(PROBLEM TO WORK ON):
Output every line of the listing below as a Markdown table with the columns Nr and Line, numbering the rows and leaving out blank lines.

(Data listing)
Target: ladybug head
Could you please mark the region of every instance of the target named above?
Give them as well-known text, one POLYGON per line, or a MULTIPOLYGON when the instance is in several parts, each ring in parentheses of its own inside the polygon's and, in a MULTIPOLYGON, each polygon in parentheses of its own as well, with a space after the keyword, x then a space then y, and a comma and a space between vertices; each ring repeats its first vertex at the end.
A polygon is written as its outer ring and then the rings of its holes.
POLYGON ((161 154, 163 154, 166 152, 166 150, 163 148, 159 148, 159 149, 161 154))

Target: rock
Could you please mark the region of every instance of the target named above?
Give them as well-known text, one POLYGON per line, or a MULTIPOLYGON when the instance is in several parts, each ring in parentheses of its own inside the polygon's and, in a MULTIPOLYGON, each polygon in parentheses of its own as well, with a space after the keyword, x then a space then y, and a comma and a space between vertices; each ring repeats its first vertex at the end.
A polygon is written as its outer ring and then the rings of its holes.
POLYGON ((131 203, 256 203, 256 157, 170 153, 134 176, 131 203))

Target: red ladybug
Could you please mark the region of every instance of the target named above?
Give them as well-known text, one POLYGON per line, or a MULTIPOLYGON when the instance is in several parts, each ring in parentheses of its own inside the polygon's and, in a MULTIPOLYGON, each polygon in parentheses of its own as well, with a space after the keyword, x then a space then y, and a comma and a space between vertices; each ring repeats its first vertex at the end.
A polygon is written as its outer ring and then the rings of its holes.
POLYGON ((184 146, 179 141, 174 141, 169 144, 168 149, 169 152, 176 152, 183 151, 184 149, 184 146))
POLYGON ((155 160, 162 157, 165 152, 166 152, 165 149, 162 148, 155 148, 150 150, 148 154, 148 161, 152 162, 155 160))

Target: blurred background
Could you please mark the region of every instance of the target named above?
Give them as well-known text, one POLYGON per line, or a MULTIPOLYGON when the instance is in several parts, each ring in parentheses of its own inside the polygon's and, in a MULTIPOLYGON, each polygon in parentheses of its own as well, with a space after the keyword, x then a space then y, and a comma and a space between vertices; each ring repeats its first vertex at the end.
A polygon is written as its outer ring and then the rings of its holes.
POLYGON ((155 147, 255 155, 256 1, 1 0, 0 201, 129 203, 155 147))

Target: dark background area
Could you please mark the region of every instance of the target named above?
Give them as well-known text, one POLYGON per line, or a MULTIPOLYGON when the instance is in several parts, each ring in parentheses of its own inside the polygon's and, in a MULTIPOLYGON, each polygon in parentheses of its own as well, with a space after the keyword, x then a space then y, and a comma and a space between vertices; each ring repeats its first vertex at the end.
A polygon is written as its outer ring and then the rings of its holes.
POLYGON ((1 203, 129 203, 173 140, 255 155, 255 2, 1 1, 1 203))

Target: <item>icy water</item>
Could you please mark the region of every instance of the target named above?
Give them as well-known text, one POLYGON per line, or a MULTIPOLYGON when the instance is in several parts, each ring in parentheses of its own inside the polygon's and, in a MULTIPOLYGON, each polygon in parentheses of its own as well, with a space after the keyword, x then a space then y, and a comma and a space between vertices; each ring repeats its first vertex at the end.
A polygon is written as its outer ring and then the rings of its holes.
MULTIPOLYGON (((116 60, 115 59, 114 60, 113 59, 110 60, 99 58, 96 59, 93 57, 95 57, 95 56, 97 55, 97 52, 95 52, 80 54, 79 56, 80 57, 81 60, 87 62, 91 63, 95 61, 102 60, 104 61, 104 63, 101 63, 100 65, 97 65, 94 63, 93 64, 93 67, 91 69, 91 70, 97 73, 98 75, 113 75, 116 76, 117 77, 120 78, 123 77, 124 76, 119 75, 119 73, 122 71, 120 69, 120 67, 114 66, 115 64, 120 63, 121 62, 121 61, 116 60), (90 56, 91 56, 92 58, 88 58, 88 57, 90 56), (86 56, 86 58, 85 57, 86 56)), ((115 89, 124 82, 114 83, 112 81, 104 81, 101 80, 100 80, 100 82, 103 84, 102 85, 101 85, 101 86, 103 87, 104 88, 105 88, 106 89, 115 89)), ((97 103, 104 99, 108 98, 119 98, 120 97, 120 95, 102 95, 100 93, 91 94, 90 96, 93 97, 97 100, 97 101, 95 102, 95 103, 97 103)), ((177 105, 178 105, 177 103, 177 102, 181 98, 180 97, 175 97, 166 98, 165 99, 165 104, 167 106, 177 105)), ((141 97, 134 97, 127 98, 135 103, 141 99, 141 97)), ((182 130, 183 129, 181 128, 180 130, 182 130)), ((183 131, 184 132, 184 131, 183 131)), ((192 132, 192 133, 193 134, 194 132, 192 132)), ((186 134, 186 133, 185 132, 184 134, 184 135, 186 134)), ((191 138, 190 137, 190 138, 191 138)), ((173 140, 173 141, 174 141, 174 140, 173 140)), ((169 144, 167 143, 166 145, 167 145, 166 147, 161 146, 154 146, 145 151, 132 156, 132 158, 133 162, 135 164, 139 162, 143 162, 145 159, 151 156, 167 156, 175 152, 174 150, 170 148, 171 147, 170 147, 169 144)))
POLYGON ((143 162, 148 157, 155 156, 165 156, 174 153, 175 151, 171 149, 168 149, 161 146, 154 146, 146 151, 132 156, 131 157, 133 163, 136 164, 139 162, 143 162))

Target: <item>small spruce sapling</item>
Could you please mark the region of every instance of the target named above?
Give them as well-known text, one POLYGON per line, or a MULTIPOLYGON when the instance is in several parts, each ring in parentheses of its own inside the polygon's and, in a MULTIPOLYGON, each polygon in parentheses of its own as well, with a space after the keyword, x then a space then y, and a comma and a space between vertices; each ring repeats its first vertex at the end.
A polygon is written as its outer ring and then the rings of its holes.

(TASK OUTPUT):
| Nr | Line |
|---|---|
| 1 | Target: ladybug head |
| 2 | Could you please mark the region of every instance of the target named above? |
| 3 | Give them as well-known text, one POLYGON per line, or a MULTIPOLYGON when the instance is in several parts, each ring in parentheses of its own inside the polygon's and, in a MULTIPOLYGON, each polygon in parentheses of its own as well, with a space after the keyword, x then a space then y, and a comma and a space between vertices; each ring repeats its first vertex at the end. |
| 4 | A polygon is written as its outer ring and then the rings of its holes. |
| 5 | POLYGON ((161 154, 163 154, 166 152, 166 150, 163 148, 159 148, 159 149, 161 154)) |
| 6 | Target: rock |
| 7 | Could you please mark the region of every instance of the target named above? |
| 8 | Give them as well-known text, one POLYGON per line, or a MULTIPOLYGON when the instance is in several parts, each ring in parentheses of its own inside the polygon's and, in a MULTIPOLYGON, each polygon in parentheses of its own as well, with a space after the keyword, x then a space then y, and a comma and a space between vertices; each ring repeats its first vertex at the end. |
| 9 | A polygon is written as its outer ring and then the rings of its holes. |
| 10 | POLYGON ((131 203, 256 203, 256 157, 170 153, 134 176, 131 203)) |
| 11 | Target: red ladybug |
| 12 | Could you please mark the region of every instance of the target named above? |
| 13 | Give them as well-known text, one POLYGON per line, or a MULTIPOLYGON when the instance is in several parts, each ring in parentheses of its own inside the polygon's and, in a MULTIPOLYGON, each polygon in parentheses of its own as well, with a space after the keyword, x then a space then y, and a comma and a space between vertices; each ring repeats its first vertex at the end. |
| 14 | A polygon is written as its outer ring and then the rings of its holes. |
| 15 | POLYGON ((184 146, 179 141, 174 141, 169 144, 168 149, 169 152, 176 152, 183 151, 184 149, 184 146)) |
| 16 | POLYGON ((155 160, 162 157, 165 152, 166 152, 165 149, 162 148, 155 148, 150 150, 148 154, 148 161, 152 162, 155 160)) |
| 17 | Target: blurred background |
| 18 | Could you please mark the region of every instance of the target named above? |
| 19 | Give them as well-known text, one POLYGON per line, or a MULTIPOLYGON when the instance is in several parts, each ring in parentheses of its own inside the polygon's and, in a MULTIPOLYGON, each polygon in parentheses of its own as well, with a space after the keyword, x then a space then y, and a comma and a space between vertices; each ring repeats its first vertex at the end. |
| 20 | A polygon is written as its outer ring and then the rings of its holes. |
| 21 | POLYGON ((155 147, 255 155, 256 1, 1 0, 0 201, 129 203, 155 147)) |
| 22 | Target: dark background area |
| 23 | Could you please mark the region of every instance of the target named above? |
| 24 | Give them as well-known text, one POLYGON per line, or a MULTIPOLYGON when the instance is in several parts, each ring in parentheses of its own inside the polygon's and, in a MULTIPOLYGON, each polygon in parentheses of its own as well, with a space after the keyword, x then a space then y, and a comma and a space between vertices; each ring repeats its first vertex at the end. |
| 25 | A polygon is written as its outer ring and then the rings of its holes. |
| 26 | POLYGON ((1 203, 129 203, 173 140, 255 155, 255 2, 1 1, 1 203)) |
| 27 | Target: <item>icy water</item> |
| 28 | Could you please mark the region of every instance of the target named above? |
| 29 | Give them as well-known text, one POLYGON per line, or a MULTIPOLYGON when the instance is in several parts, each ring in parentheses of its own inside the polygon's and, in a MULTIPOLYGON, each polygon in parentheses of its own as well, with a space after the keyword, x then a space then y, and a comma and a space between vertices; each ring repeats its first vertex at the end. |
| 30 | A polygon is written as its outer ring and then the rings of its holes. |
| 31 | MULTIPOLYGON (((116 60, 115 59, 114 60, 113 59, 110 60, 99 58, 96 59, 93 57, 95 57, 95 56, 97 55, 97 52, 95 52, 80 54, 79 56, 80 57, 81 60, 87 62, 91 63, 95 61, 102 60, 104 61, 104 63, 101 63, 100 65, 97 65, 94 63, 93 64, 93 67, 91 69, 91 70, 97 73, 98 75, 113 75, 116 76, 117 77, 120 78, 123 77, 124 76, 119 75, 119 73, 122 71, 120 69, 120 67, 114 66, 115 64, 120 63, 121 62, 121 61, 116 60), (90 56, 91 56, 92 58, 88 58, 88 57, 90 56), (86 56, 86 58, 85 57, 86 56)), ((115 89, 124 82, 114 83, 112 81, 104 81, 101 80, 100 80, 100 82, 103 84, 102 85, 101 85, 101 86, 103 87, 104 88, 105 88, 106 89, 115 89)), ((97 103, 104 99, 108 98, 119 98, 120 97, 120 95, 102 95, 100 93, 91 94, 90 96, 93 97, 97 100, 97 101, 95 102, 95 103, 97 103)), ((177 105, 178 105, 177 103, 177 102, 181 98, 180 97, 175 97, 166 98, 165 99, 165 104, 167 106, 177 105)), ((141 97, 134 97, 127 98, 135 103, 141 99, 141 97)), ((182 130, 183 129, 181 128, 180 130, 182 130)), ((183 131, 184 132, 184 131, 183 131)), ((192 132, 192 133, 193 134, 194 132, 192 132)), ((186 134, 186 133, 185 132, 184 134, 184 135, 186 134)), ((191 138, 190 137, 190 138, 191 138)), ((173 140, 173 141, 174 141, 174 140, 173 140)), ((169 144, 167 143, 166 145, 167 145, 166 147, 161 146, 154 146, 145 151, 132 156, 132 158, 133 162, 135 164, 139 162, 143 162, 145 159, 151 156, 167 156, 175 152, 174 150, 170 148, 171 147, 170 147, 169 144))) |
| 32 | POLYGON ((143 162, 148 157, 155 156, 165 156, 174 153, 175 151, 171 149, 168 149, 161 146, 154 146, 146 151, 132 156, 131 157, 133 163, 136 164, 139 162, 143 162)) |
| 33 | Target: <item>small spruce sapling</item> |
| 34 | Could you please mark the region of every instance of the target named above? |
| 35 | Give them as well-known text, one POLYGON per line, or a MULTIPOLYGON when the instance is in several parts, each ring in parentheses of its own inside the polygon's and, in a MULTIPOLYGON, each polygon in parentheses of its own as well, with a space after the keyword, x then a space then y, and a comma and a space between vertices; each ring repeats its first vertex at the end. |
| 36 | A polygon is written as its outer ring and then the rings of its holes. |